_PROVIDED TEXT_
Help Me Eros

Help Me Eros

Rating: 7/10
Year: 2008
Genre: Drama
Director: Lee Kang-sheng
Cast: Lee Kang-sheng, Yin Shin, Jane Liao Hui-chun

Taiwanese director Tsai Ming-liang's regular actor Lee Kang-sheng started his own directing career with Missing in 2003. Although the film was well received by international film festivals, it was not until five years later in 2008, that he was able to make his second film Help Me Eros. Similar to Missing, which is half of a double bill with Tsai's Goodbye, Dragon Inn, Help Me Eros also reminds the audience of Tsai's The Wayward Cloud, which was released a year earlier. Both films feature a "spicy" female cast with tons of nude scenes, yet the story and the characters are not related at all (as compared to the co-related Missing and Goodbye Dragon Inn).

Help Me Eros is set in Kaohsiung, during the time after the financial crisis hit Asia. Our protagonist Ah Jie (Lee Kang-sheng) screws up his investment and loses huge money in the stock market. Failed to face the reality, Ah Jie spends most of his time hiding at home, smoking marijuna and calling a lifeline phone service. Through the service, he gets to know a operator named Chyi (Jane Liao Hui-chun), while building a sexual relationship with Shin (Yin Shin), a betal nuts and cigarettes salesgirl at a streek kiosk below his apartment...

While some may say Tsai Ming-liang's recent films are becoming more and more abstract, and he doesn't seem to care much about the Chinese market, what Peggy Chiao, one of the most important film critics and filmmakers from Taiwan, says about him in an interview is quite accurate, "Tsai is making films for his investors and their markets from Europe, and it just happens that their taste is dfferent from what the Chinese market needs." Whether one agrees with Chiao or not, it seems true that Tsai's recent films have been diverging further and further away from a realist world that Chinese viewers are familar with, and not to mention his strong resentment at the poor reception of his films in the Chinese market; Comparatively speaking, Lee Kang'sheng, despite inheriting Tsai's visual and narrative strategy, seems to care more about what is happening to our world (the same world we live in). Both of his two films attempt to depict the life of contemporary Taiwanese. Since they explore their pain and their pressure in a more concrete and easy to understand manner, these films are also more congenial to general audience.

_COLLECTED DATA_
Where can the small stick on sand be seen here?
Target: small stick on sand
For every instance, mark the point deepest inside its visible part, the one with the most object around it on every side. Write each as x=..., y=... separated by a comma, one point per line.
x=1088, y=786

_JOBS_
(1) In the Help Me Eros review, in which city is the film set?
(2) Does each statement below agree with the Help Me Eros review? Answer yes or no for each and quote the deciding words.
(a) Lee Kang-sheng began directing with Missing in 2003.
(b) The Wayward Cloud came out a year after Help Me Eros.
(c) Help Me Eros takes place after the financial crisis hit Asia.

_SOLUTION LIST_
(1) Kaohsiung.

(2)
(a) Yes: "started his own directing career with Missing in 2003"
(b) No: "which was released a year earlier"
(c) Yes: "during the time after the financial crisis hit Asia"